→ **REQUIRED TASK A**
Can you turn the lines of the records below into a numbered list, skipping the blank lines and leaving the pictures out?

———

Tea and nostalgia

A very good friend of mine who’s a Tennessee native introduced me to a beverage from her childhood a while back. Karen’s parents and grandparents used to mix Kool-Aid and sweet tea for them, in a half-and-half ratio. It’s really refreshing, without the overwhelming sweetness of straight Kool-Aid, perfect for my palate, which is stalled at the chronological age of 12 years.

However, up until a week ago, I always mixed Kool-Aid and UNsweetened tea–if I’m drinking iced tea, that’s all I want in it is tea. But last week I was trying to use up the remaining half-gallon bottle of ReaLemon juice before the expiration date (darn you, Sam’s Club), and I put some into my unsweet tea. Actually, I put quite a lot in there, to the point where it was quite puckery. I had to sweeten the tea with Splenda to make it drinkable.

When I took a sip of that very sweet, very lemony tea, I shot backward in time to my childhood, when my father and I would make ourselves glasses of Lipton Instant Iced Tea with Lemon. We’d put way too many spoonfuls of that instant tea into the glass, and stirred and stirred forever until it finally dissolved into a muddy-looking slurry of tea, sugar and lemon. We’d sit in the side yard under the big elm tree, in aluminum lawn chairs laced with nylon strapping that my father re-wove every few years, and I’d run in every so often to make us a refill.

———

→ **REQUIRED TASK B**
In the tea and nostalgia piece, what did Karen's parents and grandparents mix with sweet tea?

———

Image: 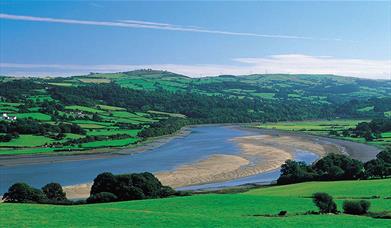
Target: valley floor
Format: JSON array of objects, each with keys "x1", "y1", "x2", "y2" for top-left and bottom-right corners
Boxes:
[{"x1": 0, "y1": 179, "x2": 391, "y2": 228}]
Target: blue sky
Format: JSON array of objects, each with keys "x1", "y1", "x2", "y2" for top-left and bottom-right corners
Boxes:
[{"x1": 0, "y1": 1, "x2": 391, "y2": 79}]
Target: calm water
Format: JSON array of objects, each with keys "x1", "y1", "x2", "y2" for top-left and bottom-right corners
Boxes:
[{"x1": 0, "y1": 126, "x2": 316, "y2": 194}]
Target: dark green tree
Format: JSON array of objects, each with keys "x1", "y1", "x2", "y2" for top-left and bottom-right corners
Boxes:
[
  {"x1": 42, "y1": 183, "x2": 67, "y2": 201},
  {"x1": 312, "y1": 192, "x2": 337, "y2": 213}
]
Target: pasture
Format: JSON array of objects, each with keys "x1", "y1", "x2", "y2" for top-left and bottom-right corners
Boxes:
[{"x1": 0, "y1": 180, "x2": 391, "y2": 227}]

———

→ **EXERCISE RESPONSE A**
1. Image: 
2. Target: valley floor
3. Format: JSON array of objects, each with keys "x1", "y1", "x2", "y2" for top-left and bottom-right corners
4. Boxes:
5. [{"x1": 0, "y1": 179, "x2": 391, "y2": 228}]
6. Target: blue sky
7. Format: JSON array of objects, each with keys "x1", "y1", "x2", "y2" for top-left and bottom-right corners
8. Boxes:
9. [{"x1": 0, "y1": 1, "x2": 391, "y2": 79}]
10. Target: calm water
11. Format: JSON array of objects, each with keys "x1", "y1", "x2", "y2" for top-left and bottom-right corners
12. Boxes:
13. [{"x1": 0, "y1": 126, "x2": 316, "y2": 194}]
14. Target: dark green tree
15. Format: JSON array of objects, each with keys "x1", "y1", "x2", "y2" for top-left and bottom-right corners
16. Boxes:
17. [
18.   {"x1": 42, "y1": 183, "x2": 67, "y2": 201},
19.   {"x1": 312, "y1": 192, "x2": 337, "y2": 213}
20. ]
21. Target: pasture
22. Format: JSON array of objects, each with keys "x1", "y1", "x2", "y2" for top-left and bottom-right corners
23. Boxes:
24. [{"x1": 0, "y1": 180, "x2": 391, "y2": 227}]

→ **EXERCISE RESPONSE B**
Kool-Aid, in a half-and-half ratio.